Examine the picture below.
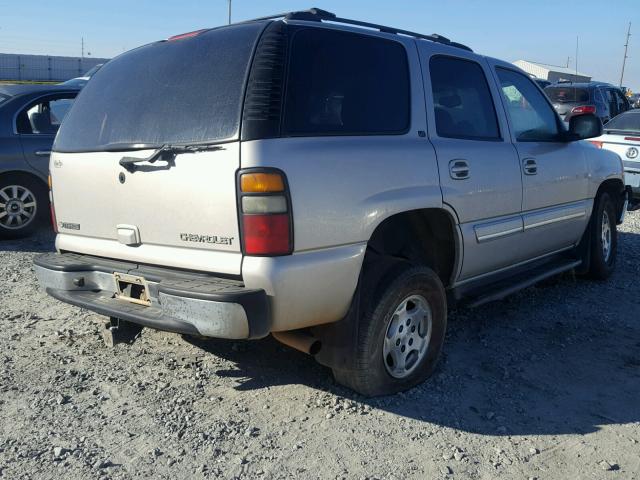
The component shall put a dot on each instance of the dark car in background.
(542, 83)
(30, 116)
(634, 100)
(601, 99)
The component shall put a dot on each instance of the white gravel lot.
(545, 385)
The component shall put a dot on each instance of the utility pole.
(624, 60)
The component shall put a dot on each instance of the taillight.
(265, 213)
(52, 210)
(583, 109)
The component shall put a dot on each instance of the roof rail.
(319, 15)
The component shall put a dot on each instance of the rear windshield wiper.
(166, 153)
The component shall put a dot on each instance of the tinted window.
(43, 117)
(462, 100)
(626, 121)
(531, 116)
(346, 84)
(567, 94)
(171, 92)
(621, 101)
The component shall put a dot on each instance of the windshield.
(629, 121)
(172, 92)
(567, 94)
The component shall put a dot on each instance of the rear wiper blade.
(166, 153)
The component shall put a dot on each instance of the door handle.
(459, 169)
(530, 167)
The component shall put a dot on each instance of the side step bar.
(505, 286)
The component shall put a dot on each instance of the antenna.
(577, 39)
(624, 60)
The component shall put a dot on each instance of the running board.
(505, 286)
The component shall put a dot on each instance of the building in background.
(44, 68)
(551, 72)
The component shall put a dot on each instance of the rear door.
(479, 168)
(555, 203)
(176, 211)
(37, 124)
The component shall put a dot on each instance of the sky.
(541, 30)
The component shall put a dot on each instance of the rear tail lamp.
(265, 213)
(583, 109)
(52, 210)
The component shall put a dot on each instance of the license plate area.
(132, 288)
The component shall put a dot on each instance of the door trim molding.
(556, 214)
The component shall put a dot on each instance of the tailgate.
(182, 215)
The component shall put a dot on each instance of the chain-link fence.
(44, 68)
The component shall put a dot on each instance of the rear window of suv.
(342, 83)
(567, 94)
(172, 92)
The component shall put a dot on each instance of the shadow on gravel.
(559, 358)
(40, 242)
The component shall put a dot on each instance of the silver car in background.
(622, 136)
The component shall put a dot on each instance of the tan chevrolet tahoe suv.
(331, 182)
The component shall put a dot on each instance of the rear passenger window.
(462, 100)
(532, 117)
(341, 83)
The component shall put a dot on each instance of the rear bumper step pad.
(182, 302)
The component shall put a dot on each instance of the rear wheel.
(23, 205)
(604, 238)
(401, 332)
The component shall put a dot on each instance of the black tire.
(601, 264)
(369, 375)
(39, 212)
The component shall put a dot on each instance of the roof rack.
(319, 15)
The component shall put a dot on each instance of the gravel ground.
(545, 385)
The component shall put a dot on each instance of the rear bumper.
(197, 304)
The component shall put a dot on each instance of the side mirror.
(584, 126)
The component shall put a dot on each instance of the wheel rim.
(407, 337)
(17, 207)
(606, 236)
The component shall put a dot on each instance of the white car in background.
(622, 136)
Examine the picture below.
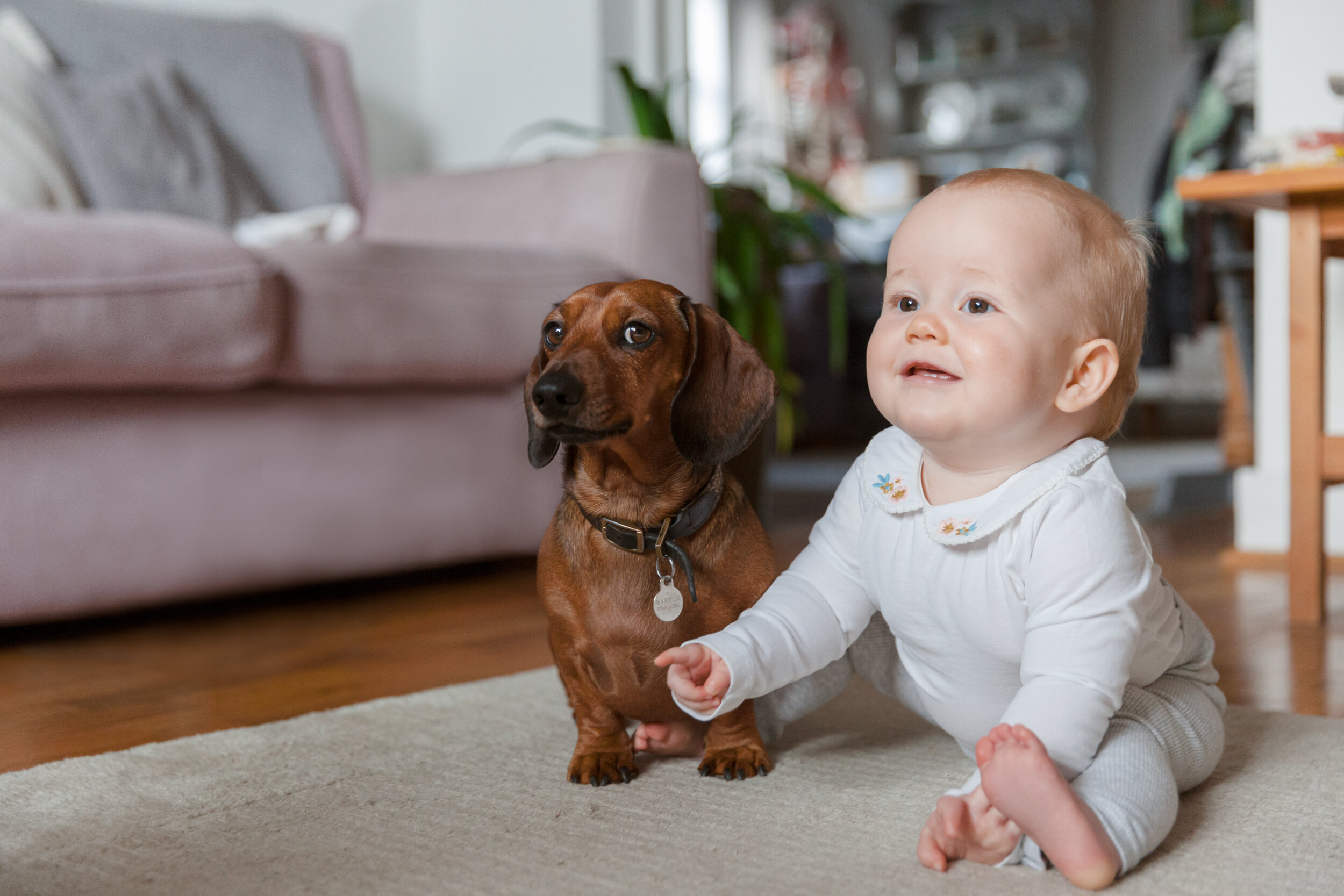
----
Collect every line of the records that contains the word "rear".

The component shall put a dot on each instance of the rear windshield wiper.
The component shall put a dot on each instance of the rear wiper blade.
The component shall put a dot on each instance of the rear door.
The component shall put a dot on each instance of the rear tail lamp.
The component shall put a dot on each instance of the rear window of suv.
The component shall put a dot on each instance of the rear passenger window.
The component shall put a dot on each instance of the rear bumper step pad.
The component shall put a dot on each instance of the rear wheel.
The component shall put a dot on each instance of the rear bumper.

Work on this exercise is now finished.